[Extracted data entries]
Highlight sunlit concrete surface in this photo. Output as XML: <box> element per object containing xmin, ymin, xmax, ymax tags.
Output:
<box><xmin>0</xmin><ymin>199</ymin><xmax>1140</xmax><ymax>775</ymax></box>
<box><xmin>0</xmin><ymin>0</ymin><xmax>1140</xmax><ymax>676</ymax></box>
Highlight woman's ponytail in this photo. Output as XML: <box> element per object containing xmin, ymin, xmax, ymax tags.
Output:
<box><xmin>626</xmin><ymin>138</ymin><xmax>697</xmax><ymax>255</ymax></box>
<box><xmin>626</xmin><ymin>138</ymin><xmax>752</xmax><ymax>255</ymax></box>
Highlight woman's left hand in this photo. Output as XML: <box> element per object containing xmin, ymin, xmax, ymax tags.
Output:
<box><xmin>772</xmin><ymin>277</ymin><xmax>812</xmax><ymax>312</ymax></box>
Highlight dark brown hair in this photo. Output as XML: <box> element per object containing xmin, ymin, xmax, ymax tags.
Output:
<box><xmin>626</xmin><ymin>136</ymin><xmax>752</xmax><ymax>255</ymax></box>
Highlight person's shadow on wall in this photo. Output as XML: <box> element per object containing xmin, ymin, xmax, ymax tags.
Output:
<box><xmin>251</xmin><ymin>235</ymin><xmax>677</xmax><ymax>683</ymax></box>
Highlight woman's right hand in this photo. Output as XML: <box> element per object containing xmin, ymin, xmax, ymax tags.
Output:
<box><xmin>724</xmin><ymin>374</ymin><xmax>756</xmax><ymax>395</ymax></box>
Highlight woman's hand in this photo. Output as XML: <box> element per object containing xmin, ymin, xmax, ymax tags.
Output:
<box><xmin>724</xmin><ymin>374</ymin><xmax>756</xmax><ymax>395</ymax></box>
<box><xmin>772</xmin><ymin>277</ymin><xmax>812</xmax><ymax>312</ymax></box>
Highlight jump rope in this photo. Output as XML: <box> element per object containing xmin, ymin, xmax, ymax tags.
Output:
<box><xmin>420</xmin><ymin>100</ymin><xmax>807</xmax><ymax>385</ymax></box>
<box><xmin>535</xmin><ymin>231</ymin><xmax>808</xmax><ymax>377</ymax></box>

PROBLEM TO WORK ON: Restate each record word for word.

FULL OUTPUT:
Highlight sunlit concrete surface in this photo. Output as XML: <box> element per object containing xmin, ymin, xmax, ymax tags.
Output:
<box><xmin>0</xmin><ymin>199</ymin><xmax>1140</xmax><ymax>775</ymax></box>
<box><xmin>0</xmin><ymin>0</ymin><xmax>1140</xmax><ymax>676</ymax></box>
Highlight woman's ponytail in this photo. Output as XML: <box> element per object containing xmin, ymin, xmax, ymax tags.
Output:
<box><xmin>626</xmin><ymin>138</ymin><xmax>697</xmax><ymax>255</ymax></box>
<box><xmin>626</xmin><ymin>138</ymin><xmax>752</xmax><ymax>255</ymax></box>
Highlight woman's left hand in this photo. Output as XML: <box> element per object containing xmin, ymin, xmax, ymax tags.
Output:
<box><xmin>772</xmin><ymin>277</ymin><xmax>812</xmax><ymax>312</ymax></box>
Highlight dark brown hair in this photo. Output as XML: <box> element per object containing xmin, ymin, xmax, ymax tags.
Output:
<box><xmin>626</xmin><ymin>136</ymin><xmax>752</xmax><ymax>255</ymax></box>
Highlight person's shadow on wall in this photo. Output as XML: <box> element per object containing xmin, ymin, xmax, ymax tags.
Output:
<box><xmin>251</xmin><ymin>235</ymin><xmax>677</xmax><ymax>683</ymax></box>
Highlight woman's right hand in this photo. Output as XML: <box> element per object containing xmin, ymin, xmax, ymax tags.
Output:
<box><xmin>724</xmin><ymin>374</ymin><xmax>756</xmax><ymax>395</ymax></box>
Highlight woman's hand in this photo. Output as XML: <box> element per object containing xmin, ymin, xmax, ymax tags.
Output:
<box><xmin>724</xmin><ymin>374</ymin><xmax>756</xmax><ymax>395</ymax></box>
<box><xmin>772</xmin><ymin>277</ymin><xmax>812</xmax><ymax>312</ymax></box>
Highlight jump rope in this photo. Output as XML: <box> element per object containing xmin, ymin, xmax, ymax tags.
Output:
<box><xmin>420</xmin><ymin>100</ymin><xmax>807</xmax><ymax>385</ymax></box>
<box><xmin>535</xmin><ymin>231</ymin><xmax>808</xmax><ymax>377</ymax></box>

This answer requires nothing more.